__Data provided__.
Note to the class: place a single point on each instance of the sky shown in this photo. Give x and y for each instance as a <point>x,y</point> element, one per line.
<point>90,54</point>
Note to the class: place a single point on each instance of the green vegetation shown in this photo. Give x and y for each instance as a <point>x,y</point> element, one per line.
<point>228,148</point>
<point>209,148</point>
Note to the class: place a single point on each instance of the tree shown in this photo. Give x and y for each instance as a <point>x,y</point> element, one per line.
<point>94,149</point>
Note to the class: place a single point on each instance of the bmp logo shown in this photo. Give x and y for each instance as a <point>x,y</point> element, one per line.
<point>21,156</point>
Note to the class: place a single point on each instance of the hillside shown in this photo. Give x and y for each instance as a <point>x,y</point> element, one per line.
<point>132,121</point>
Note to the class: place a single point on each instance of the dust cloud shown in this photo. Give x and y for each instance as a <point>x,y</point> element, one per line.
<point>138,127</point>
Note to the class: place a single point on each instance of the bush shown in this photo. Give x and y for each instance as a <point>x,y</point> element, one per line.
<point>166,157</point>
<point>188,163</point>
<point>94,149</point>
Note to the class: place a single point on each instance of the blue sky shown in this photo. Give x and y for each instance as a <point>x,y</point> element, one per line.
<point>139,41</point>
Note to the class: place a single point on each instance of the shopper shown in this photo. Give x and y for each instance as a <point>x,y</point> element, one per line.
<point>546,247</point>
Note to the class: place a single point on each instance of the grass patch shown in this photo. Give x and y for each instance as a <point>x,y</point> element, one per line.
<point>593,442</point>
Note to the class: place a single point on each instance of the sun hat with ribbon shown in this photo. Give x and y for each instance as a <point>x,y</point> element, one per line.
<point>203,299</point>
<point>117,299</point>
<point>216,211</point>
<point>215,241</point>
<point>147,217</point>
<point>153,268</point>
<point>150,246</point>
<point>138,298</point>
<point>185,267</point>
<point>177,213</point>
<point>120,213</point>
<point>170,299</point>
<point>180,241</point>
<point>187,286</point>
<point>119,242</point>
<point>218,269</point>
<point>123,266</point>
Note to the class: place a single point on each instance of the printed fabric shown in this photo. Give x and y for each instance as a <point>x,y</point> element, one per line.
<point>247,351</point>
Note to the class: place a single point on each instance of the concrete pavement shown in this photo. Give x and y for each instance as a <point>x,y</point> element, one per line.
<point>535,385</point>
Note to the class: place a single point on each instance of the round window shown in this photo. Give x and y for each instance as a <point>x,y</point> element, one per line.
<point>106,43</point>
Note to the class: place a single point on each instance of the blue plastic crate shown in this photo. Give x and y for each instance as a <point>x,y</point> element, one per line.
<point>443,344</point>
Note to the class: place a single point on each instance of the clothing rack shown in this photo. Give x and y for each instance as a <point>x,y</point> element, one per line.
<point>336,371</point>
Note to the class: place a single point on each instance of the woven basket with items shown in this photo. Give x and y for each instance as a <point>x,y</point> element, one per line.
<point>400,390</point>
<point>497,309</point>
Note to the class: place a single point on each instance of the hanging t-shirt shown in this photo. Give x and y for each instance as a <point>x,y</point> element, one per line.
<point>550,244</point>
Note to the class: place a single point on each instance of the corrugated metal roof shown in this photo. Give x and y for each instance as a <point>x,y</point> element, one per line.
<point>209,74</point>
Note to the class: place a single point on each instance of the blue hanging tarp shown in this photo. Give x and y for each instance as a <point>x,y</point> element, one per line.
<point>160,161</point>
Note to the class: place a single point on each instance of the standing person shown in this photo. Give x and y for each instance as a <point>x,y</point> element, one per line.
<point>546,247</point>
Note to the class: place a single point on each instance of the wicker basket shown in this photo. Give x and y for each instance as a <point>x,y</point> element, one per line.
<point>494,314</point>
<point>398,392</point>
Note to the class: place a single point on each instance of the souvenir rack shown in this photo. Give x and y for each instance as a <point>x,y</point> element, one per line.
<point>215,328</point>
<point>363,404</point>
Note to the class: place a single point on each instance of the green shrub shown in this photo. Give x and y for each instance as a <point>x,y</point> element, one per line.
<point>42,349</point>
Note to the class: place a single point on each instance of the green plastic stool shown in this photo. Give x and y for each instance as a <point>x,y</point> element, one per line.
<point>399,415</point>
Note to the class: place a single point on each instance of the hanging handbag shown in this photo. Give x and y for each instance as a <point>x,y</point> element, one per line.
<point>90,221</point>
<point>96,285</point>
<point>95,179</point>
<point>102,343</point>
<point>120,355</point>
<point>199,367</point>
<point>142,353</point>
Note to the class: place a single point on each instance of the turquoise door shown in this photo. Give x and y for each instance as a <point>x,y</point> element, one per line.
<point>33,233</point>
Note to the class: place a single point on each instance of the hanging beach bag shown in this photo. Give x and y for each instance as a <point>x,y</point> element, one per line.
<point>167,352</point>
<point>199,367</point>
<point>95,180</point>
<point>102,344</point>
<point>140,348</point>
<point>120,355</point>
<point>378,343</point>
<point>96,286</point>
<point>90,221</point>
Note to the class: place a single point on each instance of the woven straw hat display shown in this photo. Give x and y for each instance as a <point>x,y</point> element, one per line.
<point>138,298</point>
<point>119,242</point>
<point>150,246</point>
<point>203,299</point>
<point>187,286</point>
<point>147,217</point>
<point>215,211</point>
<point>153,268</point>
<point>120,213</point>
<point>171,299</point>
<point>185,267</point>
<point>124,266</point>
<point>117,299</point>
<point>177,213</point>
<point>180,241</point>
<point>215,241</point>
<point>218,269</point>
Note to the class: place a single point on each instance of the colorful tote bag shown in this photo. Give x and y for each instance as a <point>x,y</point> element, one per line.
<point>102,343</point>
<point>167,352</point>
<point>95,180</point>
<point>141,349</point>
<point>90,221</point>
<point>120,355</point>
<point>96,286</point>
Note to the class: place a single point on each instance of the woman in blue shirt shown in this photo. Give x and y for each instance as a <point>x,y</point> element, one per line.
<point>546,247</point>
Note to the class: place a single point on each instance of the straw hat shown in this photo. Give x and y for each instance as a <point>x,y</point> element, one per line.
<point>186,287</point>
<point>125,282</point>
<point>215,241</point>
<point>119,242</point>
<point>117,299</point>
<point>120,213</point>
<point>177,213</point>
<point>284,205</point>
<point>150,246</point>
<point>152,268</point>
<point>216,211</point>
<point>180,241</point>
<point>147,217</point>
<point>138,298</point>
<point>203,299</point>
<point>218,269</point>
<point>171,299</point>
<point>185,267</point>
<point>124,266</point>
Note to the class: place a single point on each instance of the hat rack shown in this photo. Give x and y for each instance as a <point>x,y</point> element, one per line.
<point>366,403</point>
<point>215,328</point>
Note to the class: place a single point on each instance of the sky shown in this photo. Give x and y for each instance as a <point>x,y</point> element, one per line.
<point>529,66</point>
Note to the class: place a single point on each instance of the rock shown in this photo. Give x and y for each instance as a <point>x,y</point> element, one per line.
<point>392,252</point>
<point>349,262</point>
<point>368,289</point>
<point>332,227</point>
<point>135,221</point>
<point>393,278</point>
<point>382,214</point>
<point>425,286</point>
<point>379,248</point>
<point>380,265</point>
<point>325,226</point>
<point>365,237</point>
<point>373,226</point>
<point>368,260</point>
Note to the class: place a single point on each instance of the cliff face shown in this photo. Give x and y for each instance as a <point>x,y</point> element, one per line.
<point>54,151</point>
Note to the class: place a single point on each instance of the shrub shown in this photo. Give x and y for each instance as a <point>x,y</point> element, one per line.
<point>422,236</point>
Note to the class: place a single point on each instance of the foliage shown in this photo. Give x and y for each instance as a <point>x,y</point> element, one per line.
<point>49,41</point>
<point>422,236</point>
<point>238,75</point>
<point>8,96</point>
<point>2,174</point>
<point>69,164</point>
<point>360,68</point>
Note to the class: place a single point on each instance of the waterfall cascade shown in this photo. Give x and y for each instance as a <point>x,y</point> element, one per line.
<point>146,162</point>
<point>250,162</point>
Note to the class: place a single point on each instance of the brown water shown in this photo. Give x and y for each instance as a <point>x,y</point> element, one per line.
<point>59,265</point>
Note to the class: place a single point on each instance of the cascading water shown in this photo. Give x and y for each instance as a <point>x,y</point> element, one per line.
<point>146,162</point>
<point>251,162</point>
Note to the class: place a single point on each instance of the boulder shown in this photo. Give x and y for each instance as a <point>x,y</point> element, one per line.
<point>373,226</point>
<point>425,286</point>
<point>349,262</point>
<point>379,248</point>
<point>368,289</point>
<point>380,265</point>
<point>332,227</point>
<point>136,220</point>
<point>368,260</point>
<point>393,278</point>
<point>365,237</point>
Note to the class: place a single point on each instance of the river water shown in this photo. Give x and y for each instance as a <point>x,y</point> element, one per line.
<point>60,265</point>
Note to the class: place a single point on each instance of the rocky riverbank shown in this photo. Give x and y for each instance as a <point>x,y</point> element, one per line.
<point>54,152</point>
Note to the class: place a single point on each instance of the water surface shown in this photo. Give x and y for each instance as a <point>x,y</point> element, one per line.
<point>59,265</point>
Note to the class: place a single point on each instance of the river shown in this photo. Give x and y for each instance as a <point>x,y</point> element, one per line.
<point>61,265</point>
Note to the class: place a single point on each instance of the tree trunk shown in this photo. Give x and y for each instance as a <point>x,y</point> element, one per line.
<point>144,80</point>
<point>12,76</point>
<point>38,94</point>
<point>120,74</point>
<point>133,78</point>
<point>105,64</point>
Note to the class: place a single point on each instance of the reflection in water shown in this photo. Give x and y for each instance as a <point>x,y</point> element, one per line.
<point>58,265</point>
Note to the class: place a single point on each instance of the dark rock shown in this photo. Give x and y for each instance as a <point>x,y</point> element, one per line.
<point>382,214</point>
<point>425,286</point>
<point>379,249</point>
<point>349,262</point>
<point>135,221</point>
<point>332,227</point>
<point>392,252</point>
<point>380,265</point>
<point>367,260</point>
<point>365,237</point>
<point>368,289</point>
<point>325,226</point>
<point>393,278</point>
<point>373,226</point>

__Problem details__.
Copy the items word for word, from the very first line through the line that contains "<point>132,121</point>", with both of those lines included.

__Written response__.
Note to the class: place a single point on each instance of the sky shown in this photo. Give x and y for each instance as a <point>x,y</point> element, one per line.
<point>90,54</point>
Note to the class: place a single point on each instance of the green vegetation shown in this photo. Give x and y for each instance as a <point>x,y</point> element, one per line.
<point>228,148</point>
<point>209,148</point>
Note to the class: place a single point on each instance of the tree shown in this photo. Give x and y for each instance as a <point>x,y</point> element, one per line.
<point>94,149</point>
Note to the class: place a single point on each instance of the bmp logo shown in this photo. Give x and y for each instance as a <point>x,y</point> element, one per line.
<point>21,156</point>
Note to the class: place a single point on each instance of the hillside shown in this photo. Give x and y for each instance as a <point>x,y</point> element, one per line.
<point>132,121</point>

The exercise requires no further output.